**WHAT YOU HAVE TO DO**
All entries below are to be reproduced exactly.

**EXERCISE MATERIAL**

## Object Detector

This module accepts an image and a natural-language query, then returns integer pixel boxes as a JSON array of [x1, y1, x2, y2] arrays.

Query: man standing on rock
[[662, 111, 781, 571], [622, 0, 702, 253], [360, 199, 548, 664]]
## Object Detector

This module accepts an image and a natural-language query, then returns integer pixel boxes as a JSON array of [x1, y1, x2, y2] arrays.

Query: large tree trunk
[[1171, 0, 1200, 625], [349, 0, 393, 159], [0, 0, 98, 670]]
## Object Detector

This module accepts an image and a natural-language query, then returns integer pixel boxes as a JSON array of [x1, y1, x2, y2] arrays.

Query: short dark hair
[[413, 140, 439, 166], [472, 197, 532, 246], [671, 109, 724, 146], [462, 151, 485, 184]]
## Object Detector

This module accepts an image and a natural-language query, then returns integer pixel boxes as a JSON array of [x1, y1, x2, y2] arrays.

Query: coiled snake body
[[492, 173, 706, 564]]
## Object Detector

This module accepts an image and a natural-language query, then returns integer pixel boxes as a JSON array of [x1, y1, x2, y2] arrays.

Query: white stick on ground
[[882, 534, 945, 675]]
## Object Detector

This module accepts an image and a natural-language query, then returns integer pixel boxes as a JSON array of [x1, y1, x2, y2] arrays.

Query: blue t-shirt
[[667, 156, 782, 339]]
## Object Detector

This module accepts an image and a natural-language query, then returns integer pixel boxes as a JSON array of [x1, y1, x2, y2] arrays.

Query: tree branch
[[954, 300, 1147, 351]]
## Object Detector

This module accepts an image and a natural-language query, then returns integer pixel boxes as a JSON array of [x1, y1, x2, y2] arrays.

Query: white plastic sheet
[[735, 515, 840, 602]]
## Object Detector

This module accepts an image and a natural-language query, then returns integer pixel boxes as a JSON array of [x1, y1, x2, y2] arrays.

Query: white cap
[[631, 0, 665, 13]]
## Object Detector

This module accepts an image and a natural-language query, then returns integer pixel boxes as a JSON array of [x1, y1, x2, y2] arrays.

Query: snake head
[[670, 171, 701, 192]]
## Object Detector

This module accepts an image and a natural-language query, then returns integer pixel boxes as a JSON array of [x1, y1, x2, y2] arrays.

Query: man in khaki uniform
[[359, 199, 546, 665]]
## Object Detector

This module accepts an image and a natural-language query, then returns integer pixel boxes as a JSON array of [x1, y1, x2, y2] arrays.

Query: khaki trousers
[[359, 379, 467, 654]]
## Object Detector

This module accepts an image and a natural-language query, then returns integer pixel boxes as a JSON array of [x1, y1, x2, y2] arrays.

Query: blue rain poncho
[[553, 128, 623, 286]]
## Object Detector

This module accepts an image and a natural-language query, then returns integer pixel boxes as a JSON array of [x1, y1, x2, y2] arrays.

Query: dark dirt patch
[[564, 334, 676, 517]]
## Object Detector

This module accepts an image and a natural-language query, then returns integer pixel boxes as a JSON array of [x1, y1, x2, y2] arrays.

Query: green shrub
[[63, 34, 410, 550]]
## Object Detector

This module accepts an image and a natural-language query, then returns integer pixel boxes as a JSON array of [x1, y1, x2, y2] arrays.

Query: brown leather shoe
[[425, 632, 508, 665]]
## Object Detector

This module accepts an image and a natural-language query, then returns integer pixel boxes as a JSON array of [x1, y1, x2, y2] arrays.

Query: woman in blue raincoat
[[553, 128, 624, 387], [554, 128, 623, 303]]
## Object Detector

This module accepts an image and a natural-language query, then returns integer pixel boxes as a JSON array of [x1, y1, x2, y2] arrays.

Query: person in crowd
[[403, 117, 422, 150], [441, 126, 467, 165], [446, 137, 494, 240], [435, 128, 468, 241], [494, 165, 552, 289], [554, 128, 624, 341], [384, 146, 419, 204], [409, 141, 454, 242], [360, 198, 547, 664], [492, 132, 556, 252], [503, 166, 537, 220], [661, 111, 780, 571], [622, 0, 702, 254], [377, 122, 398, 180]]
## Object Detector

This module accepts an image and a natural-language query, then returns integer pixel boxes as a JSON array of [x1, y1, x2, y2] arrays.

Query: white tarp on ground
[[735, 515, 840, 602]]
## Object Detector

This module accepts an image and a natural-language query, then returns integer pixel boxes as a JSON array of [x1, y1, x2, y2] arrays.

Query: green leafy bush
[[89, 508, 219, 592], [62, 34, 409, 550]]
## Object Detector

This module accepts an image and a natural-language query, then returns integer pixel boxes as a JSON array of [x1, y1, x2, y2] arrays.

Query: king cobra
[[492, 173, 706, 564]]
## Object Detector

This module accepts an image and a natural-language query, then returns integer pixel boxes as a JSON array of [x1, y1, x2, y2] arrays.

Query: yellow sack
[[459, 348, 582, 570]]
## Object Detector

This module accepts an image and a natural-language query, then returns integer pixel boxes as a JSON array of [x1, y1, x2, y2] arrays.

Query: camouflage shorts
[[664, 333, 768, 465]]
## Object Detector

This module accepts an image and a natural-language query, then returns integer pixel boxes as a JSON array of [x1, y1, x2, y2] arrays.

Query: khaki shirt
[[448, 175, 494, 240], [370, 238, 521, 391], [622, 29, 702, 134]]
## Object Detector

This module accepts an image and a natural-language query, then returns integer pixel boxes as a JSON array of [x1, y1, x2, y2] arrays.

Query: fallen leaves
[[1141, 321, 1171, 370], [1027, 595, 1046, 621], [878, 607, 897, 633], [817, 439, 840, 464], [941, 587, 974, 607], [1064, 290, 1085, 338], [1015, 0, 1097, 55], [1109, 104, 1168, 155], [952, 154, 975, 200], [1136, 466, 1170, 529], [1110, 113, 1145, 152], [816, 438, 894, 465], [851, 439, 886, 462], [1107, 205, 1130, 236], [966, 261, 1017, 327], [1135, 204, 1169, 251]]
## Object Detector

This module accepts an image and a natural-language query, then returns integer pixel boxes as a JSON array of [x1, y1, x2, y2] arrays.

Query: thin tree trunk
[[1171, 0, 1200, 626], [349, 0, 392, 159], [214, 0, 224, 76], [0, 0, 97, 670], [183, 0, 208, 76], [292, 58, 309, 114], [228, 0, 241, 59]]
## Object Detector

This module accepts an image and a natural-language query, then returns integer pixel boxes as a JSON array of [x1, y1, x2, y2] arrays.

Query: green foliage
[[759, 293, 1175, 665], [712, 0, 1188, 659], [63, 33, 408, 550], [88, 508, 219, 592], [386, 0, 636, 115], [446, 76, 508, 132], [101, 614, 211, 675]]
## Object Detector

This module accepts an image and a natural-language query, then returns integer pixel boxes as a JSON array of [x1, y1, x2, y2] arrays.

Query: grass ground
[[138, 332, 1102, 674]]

**WRITTEN SOLUTION**
## Object Detector

This module accepts an image and a natural-language query, then returns integer pixel boxes as a JSON array of [x1, y1, x2, y2] arrays.

Query: man standing on rock
[[662, 111, 781, 571], [622, 0, 702, 253], [360, 199, 548, 664]]
## Object Detector

This module accepts an image and a natural-language query, then returns integer pixel boxes as a JSON array of [x1, y1, x2, y2] arrays.

Query: large tree trunk
[[1171, 0, 1200, 625], [349, 0, 393, 159], [0, 0, 98, 670]]
## Object Detector

This module accepts an image and a natural-language query, then returns integer pixel boxes as a JSON array of [x1, y1, x2, y2] arrays.

Query: short dark hair
[[413, 140, 439, 166], [472, 197, 532, 246], [671, 109, 724, 146], [462, 151, 485, 184]]
## Object Detector

This module accepts an image and a natural-language query, then returns integer pixel boxes as a JSON array of [x1, y1, x2, y2] arrays.

Query: coiled snake body
[[492, 173, 706, 564]]
## Object Detector

This module accepts an image and a natural-language query, then returns integer pixel boxes as a JSON array of [x1, y1, x2, y2] arrays.

Query: white stick on ground
[[882, 534, 945, 675]]
## Object Detector

This module accepts an image and a natural-language query, then returns integer pixel boxes as a JSON array of [x1, y1, x2, y2] arrays.

Query: blue t-shirt
[[667, 156, 782, 339]]
## Object Detector

This module accepts an image and a natural-language query, then returns integer pixel boxes as a JSON array of [x1, y1, x2, y2] arrays.

Query: tree branch
[[954, 300, 1147, 351]]
## Object Detector

This module accepts an image and a natural-language query, then returns integer pixel boxes as a JSON array of [x1, y1, x2, y2] arrays.

Query: white plastic sheet
[[735, 515, 840, 602]]
## Object Detector

This module accepts an image and a natural-language query, then returns integer pixel boxes as a JSON array of [x1, y1, x2, y2] arrays.

Query: white cap
[[631, 0, 665, 13]]
## Object Detector

This module accepts an image and a natural-language query, then returns integer pixel boxes as a JSON array of [x1, y1, x2, y2] arrays.

Query: snake head
[[670, 171, 701, 192]]
## Object Detector

This module accepts an image and a natural-language query, then returns integer pixel boxes as a JSON array of [x1, y1, x2, y2] arrays.

Query: man in khaki uniform
[[359, 199, 546, 665]]
## Object Detector

This module accepts an image and a natural-language query, then returns integer pixel boxes as a JSON array of [x1, y1, x2, y2] arrays.

Query: khaki trousers
[[359, 379, 467, 654]]
## Object Detector

This module accepts an image and a natural-language query, then returns integer pixel boxes as a JSON array of [x1, y1, x2, y2] arrays.

Query: blue rain poncho
[[553, 128, 623, 286]]
## Object Detector

This module accepts an image and a natural-language query, then returns integer pixel boxes as a JSON array of [x1, y1, x2, y2] arrays.

Query: dark dirt patch
[[564, 334, 676, 517]]
## Object Detector

This module accepts an image and a natural-language query, then returns integer pixel boxes as a JSON array of [x1, y1, x2, y2] arrays.

Query: green shrub
[[63, 34, 410, 550]]
## Object Detector

This module accepts an image and a natural-language query, then returns integer pixel boxes as a JSON array of [x1, y1, x2, y2] arrays.

Query: brown leather shoe
[[425, 632, 508, 665]]
## Object Detector

This module accepts an image and a natural-language query, then returns integer pixel boxes as a JSON array of [x1, y1, x2, y2] arrays.

Query: woman in blue raincoat
[[553, 128, 624, 387], [554, 128, 623, 303]]
## Object Detector

This module accepts an image and a natural-language query, then returns integer pixel boxes as a JSON array of [x1, y1, x2, y2] arrays.

Query: person in crowd
[[403, 117, 422, 150], [441, 126, 467, 165], [446, 137, 494, 240], [435, 128, 468, 241], [494, 165, 552, 289], [554, 128, 624, 341], [384, 146, 419, 204], [409, 141, 454, 242], [360, 198, 547, 664], [492, 132, 556, 252], [503, 166, 537, 220], [661, 111, 780, 571], [622, 0, 702, 254], [377, 122, 398, 180]]
## Object Detector

This module accepts an image and a natural-language query, then returns integer pixel boxes as a JSON array of [x1, y1, x2, y2] arrays.

Query: white tarp on ground
[[735, 515, 840, 602]]
## Object Detector

This module accepts an image and a natural-language query, then returns integer pixel boxes as a JSON array of [x1, y1, x2, y2] arrays.

Query: green leafy bush
[[89, 508, 219, 592], [62, 34, 409, 550]]
## Object Detector

This module accepts an image and a natural-language query, then returns integer pixel boxes as a JSON array of [x1, y1, x2, y2] arrays.

Query: king cobra
[[492, 173, 706, 564]]
## Object Detector

This module accepts an image and a natural-language query, then returns integer pixel boxes as a JSON array of [x1, y1, x2, y2] arrays.

Query: yellow sack
[[459, 348, 582, 570]]
## Object Detector

This module accepts an image and a natural-language query, then returns integer pixel boxes as a JSON array of [x1, y1, x2, y2] arrays.

Query: camouflage shorts
[[664, 333, 768, 465]]
## Object Detector

This module accepts an image and a natural-language query, then returns integer pixel boxes as a JSON array of [x1, y1, x2, y2] arrays.

Query: khaki shirt
[[448, 175, 494, 240], [370, 238, 521, 391], [622, 29, 702, 134]]
## Object Detector

This module accepts an image and a natural-language query, then returns integer pixel boxes as a JSON array of [x1, y1, x2, y2] arrays.

Query: fallen leaves
[[1141, 321, 1171, 370], [1027, 595, 1046, 621], [878, 607, 897, 633], [817, 439, 840, 464], [941, 587, 974, 607], [1064, 290, 1085, 338], [1015, 0, 1097, 55], [1109, 104, 1168, 155], [952, 154, 975, 200], [1136, 466, 1170, 529], [1110, 113, 1145, 152], [816, 438, 894, 465], [851, 439, 886, 462], [1107, 205, 1130, 236], [966, 261, 1017, 327], [1135, 204, 1169, 251]]
## Object Detector

This module accepts an image and a natural-language query, then returns integer pixel boxes as a JSON array of [x1, y1, x2, y2] arrays.

Query: thin tree trunk
[[1171, 0, 1200, 626], [349, 0, 392, 159], [214, 0, 224, 76], [0, 0, 97, 670], [183, 0, 208, 76], [292, 58, 309, 114], [228, 0, 241, 59]]
## Object Detector

This module accepts an image and a natural-language query, then returns integer pixel boxes as a JSON array of [x1, y1, x2, y2] arrays.

Query: green foliage
[[759, 293, 1175, 665], [712, 0, 1188, 659], [63, 33, 408, 550], [88, 508, 219, 592], [386, 0, 636, 115], [446, 76, 508, 132], [101, 614, 211, 675]]
## Object Detector

This module accepts an image and a natural-language query, then returns integer pixel boxes as a JSON array of [x1, y1, x2, y2] arrays.

Query: grass ground
[[138, 332, 1102, 674]]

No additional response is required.